___ RECORD EXCERPTS ___

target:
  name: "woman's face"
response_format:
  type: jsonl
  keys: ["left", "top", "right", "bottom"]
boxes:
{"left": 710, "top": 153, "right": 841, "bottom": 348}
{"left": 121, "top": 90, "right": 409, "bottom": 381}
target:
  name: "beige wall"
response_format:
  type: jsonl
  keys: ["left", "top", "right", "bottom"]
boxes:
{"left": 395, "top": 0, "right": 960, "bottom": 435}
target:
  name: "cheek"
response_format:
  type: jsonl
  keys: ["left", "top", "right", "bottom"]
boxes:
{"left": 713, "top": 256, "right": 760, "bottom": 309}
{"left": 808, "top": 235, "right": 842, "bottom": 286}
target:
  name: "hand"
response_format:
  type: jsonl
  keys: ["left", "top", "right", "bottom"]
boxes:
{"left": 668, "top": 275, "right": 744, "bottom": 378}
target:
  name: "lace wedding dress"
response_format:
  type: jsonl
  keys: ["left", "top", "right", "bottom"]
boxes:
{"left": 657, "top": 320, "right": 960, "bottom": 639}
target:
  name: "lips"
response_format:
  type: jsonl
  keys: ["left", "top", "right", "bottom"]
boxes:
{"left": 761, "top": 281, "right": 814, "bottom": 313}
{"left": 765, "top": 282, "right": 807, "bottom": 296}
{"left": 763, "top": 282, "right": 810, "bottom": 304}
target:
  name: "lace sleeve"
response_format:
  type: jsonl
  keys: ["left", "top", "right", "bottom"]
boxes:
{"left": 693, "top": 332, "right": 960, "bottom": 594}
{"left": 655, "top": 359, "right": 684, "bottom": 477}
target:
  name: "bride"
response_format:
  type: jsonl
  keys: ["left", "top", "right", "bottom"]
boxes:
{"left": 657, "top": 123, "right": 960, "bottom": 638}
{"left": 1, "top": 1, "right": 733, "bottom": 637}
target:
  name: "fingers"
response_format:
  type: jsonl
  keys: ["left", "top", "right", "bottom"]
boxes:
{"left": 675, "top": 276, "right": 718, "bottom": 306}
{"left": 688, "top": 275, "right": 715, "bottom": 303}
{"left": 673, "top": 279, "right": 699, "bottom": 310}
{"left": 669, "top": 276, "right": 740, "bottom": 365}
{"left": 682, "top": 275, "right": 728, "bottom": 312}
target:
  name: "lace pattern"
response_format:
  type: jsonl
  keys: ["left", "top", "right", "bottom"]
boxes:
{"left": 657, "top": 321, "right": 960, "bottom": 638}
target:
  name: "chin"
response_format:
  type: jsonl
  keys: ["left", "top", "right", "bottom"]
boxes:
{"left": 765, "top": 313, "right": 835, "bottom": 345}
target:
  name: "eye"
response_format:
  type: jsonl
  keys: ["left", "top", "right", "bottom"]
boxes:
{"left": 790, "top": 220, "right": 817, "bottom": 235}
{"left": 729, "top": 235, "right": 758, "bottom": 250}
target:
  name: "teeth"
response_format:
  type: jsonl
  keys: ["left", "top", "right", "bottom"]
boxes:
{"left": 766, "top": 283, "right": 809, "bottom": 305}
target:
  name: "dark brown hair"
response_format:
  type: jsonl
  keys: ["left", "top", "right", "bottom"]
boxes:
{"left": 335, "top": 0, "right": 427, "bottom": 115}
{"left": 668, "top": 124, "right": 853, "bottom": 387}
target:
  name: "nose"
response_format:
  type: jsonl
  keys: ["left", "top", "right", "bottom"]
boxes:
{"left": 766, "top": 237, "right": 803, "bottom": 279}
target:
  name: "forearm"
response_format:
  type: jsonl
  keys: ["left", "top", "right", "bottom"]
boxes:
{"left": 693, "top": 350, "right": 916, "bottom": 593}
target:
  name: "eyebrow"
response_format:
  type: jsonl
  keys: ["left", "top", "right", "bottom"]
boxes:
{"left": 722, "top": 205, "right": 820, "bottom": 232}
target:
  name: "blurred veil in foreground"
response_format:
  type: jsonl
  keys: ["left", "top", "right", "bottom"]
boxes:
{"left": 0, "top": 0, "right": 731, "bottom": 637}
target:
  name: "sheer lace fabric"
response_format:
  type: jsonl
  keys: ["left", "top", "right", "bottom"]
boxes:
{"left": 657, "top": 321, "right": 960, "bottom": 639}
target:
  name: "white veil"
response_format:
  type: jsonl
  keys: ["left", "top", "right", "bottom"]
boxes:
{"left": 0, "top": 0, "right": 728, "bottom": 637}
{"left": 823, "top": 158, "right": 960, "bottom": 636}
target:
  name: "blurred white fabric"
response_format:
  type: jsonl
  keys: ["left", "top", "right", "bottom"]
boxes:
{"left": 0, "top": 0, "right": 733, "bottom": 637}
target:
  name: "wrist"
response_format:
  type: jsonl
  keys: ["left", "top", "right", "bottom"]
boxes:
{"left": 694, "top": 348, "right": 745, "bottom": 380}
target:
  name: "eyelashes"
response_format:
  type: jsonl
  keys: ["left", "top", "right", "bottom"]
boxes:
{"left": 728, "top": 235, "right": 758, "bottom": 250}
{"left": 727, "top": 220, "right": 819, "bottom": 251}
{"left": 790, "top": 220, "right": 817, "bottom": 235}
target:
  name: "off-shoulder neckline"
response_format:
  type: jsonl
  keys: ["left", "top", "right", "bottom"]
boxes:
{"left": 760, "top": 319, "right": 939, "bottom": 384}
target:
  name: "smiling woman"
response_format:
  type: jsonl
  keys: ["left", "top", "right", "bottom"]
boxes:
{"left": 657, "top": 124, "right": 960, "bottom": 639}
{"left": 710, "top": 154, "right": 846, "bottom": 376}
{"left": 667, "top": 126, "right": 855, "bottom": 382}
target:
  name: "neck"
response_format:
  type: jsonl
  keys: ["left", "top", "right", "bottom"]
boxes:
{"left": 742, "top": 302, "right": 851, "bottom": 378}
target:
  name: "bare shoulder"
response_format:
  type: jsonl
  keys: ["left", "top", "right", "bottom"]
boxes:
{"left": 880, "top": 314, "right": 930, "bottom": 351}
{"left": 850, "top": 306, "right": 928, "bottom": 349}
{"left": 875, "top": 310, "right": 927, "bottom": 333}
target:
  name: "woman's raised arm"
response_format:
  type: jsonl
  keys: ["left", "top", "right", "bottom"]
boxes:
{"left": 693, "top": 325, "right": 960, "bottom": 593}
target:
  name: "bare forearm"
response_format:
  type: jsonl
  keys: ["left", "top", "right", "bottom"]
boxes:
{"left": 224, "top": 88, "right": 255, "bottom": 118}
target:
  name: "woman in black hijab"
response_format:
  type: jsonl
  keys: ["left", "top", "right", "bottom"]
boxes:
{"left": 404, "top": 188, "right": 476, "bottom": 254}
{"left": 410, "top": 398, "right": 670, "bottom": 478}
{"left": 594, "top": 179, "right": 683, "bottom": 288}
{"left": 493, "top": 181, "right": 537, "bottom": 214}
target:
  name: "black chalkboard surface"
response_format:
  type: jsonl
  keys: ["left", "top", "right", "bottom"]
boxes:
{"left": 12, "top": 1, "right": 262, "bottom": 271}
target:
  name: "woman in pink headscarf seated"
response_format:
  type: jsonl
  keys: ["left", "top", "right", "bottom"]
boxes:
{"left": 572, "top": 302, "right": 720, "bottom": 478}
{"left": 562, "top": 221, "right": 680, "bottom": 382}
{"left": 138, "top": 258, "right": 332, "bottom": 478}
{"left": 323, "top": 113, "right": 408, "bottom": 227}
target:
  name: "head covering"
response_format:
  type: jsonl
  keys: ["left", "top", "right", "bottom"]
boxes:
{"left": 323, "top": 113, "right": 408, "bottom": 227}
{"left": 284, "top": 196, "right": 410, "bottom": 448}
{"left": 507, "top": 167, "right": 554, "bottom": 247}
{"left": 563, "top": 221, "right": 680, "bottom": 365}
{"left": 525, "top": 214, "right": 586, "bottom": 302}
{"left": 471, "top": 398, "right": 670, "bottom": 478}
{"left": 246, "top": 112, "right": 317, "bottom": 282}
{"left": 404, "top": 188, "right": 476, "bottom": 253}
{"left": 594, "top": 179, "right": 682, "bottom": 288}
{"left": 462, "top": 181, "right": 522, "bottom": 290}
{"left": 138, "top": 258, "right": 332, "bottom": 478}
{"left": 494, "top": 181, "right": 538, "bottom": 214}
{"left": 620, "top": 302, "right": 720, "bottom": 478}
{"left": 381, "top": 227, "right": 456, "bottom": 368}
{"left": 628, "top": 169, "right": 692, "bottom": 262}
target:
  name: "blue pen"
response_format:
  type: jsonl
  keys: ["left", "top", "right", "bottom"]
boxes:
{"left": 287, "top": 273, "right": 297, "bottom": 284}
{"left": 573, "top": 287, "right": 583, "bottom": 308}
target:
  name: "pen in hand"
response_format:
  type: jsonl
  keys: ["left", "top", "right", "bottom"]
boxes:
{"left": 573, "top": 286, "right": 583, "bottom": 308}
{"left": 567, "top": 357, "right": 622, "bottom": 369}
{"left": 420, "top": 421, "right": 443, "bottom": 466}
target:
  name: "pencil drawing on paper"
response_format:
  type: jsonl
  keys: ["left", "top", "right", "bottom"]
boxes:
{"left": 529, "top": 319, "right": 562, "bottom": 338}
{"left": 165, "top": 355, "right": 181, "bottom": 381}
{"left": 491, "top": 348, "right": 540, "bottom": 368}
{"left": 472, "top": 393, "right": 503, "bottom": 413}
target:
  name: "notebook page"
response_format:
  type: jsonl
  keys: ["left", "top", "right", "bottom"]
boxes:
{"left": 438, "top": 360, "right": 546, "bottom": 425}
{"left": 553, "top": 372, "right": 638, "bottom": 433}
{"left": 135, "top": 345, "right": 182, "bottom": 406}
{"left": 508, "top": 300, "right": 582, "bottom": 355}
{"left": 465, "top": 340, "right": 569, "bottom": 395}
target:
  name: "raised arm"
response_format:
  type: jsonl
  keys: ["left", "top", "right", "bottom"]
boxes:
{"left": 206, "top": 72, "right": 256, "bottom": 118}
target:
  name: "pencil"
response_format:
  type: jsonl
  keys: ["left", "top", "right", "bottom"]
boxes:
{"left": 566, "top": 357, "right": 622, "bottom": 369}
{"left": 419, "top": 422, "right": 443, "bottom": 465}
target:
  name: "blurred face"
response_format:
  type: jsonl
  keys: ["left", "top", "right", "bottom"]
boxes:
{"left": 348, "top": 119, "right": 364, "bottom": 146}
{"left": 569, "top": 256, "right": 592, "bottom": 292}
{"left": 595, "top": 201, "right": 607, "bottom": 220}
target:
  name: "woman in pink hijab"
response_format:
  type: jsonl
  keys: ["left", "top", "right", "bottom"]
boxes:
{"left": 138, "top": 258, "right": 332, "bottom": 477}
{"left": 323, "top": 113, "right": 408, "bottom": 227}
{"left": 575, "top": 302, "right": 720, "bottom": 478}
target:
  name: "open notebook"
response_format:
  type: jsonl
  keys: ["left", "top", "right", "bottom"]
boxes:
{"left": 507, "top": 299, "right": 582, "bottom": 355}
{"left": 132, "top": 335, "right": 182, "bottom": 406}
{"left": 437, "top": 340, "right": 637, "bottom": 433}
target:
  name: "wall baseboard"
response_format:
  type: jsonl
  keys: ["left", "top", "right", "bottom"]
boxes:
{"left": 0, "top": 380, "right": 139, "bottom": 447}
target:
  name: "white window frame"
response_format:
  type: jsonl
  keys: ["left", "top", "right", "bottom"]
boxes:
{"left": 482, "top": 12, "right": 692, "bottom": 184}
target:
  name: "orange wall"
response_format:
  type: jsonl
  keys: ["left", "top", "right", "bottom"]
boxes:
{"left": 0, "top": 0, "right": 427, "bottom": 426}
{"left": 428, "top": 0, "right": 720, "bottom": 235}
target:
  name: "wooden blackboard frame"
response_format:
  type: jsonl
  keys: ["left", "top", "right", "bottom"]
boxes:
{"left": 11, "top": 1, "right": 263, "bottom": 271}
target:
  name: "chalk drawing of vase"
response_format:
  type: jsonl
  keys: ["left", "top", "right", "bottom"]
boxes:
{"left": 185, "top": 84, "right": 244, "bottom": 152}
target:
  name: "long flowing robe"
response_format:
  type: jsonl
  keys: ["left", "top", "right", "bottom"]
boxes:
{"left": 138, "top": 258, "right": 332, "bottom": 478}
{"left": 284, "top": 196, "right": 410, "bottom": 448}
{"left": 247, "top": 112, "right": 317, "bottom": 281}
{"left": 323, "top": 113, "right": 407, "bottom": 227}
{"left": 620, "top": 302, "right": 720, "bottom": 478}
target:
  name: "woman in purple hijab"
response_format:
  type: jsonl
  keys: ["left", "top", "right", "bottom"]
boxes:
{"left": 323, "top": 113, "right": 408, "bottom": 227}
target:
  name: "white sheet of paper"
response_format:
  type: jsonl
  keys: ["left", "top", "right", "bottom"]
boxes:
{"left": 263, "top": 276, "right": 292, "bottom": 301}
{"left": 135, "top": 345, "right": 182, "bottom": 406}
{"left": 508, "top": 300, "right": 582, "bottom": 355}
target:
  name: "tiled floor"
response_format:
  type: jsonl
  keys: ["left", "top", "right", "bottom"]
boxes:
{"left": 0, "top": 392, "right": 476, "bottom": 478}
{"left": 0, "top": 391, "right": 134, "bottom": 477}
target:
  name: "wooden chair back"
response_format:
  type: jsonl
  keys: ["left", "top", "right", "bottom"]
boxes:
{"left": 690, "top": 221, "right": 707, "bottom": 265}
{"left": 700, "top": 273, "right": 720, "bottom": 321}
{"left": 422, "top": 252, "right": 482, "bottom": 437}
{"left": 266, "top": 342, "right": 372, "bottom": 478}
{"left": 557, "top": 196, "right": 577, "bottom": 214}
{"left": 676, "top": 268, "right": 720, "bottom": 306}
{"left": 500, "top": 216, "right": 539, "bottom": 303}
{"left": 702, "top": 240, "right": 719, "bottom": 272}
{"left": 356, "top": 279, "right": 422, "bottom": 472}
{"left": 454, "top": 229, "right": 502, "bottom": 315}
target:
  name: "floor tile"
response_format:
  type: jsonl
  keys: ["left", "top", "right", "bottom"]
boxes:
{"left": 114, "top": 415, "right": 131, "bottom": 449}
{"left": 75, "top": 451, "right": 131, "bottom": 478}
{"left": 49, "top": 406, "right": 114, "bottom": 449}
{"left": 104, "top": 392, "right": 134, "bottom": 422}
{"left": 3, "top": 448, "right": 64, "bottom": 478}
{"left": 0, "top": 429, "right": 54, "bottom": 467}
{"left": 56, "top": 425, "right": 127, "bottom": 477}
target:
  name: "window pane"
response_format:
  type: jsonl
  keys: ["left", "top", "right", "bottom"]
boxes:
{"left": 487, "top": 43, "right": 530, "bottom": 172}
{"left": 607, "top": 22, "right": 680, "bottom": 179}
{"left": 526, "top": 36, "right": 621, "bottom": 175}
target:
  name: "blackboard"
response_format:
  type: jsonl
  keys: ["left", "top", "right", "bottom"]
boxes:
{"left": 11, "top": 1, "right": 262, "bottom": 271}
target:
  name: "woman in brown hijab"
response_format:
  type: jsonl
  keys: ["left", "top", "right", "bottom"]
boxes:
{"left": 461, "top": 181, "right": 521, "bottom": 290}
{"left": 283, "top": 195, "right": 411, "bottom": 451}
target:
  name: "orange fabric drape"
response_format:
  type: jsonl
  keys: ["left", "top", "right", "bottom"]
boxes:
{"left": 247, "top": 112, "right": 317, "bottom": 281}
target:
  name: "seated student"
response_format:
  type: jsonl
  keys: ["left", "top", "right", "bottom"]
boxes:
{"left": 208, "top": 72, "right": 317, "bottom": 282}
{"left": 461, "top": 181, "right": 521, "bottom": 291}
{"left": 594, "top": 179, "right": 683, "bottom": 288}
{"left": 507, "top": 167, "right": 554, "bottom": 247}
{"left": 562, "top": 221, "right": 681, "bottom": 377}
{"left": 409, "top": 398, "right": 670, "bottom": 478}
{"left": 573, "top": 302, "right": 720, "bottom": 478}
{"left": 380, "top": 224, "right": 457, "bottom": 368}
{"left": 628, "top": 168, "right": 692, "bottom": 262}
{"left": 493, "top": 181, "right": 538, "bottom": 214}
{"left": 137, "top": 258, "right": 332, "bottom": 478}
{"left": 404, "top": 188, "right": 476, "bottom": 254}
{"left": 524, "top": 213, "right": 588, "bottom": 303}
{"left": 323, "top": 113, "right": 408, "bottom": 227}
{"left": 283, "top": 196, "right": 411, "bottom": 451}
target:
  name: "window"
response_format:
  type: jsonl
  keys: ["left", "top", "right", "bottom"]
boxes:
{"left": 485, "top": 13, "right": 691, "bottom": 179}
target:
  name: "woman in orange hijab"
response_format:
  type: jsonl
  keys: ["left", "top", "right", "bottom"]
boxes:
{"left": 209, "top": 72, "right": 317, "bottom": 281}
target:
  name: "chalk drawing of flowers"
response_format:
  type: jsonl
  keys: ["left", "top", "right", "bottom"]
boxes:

___

PROBLEM DESCRIPTION:
Look through the material above and pick out each line holding the word "wall".

ANSWER TO THIS EXERCISE:
  name: "beige wall"
  name: "wall baseboard"
  name: "orange wall"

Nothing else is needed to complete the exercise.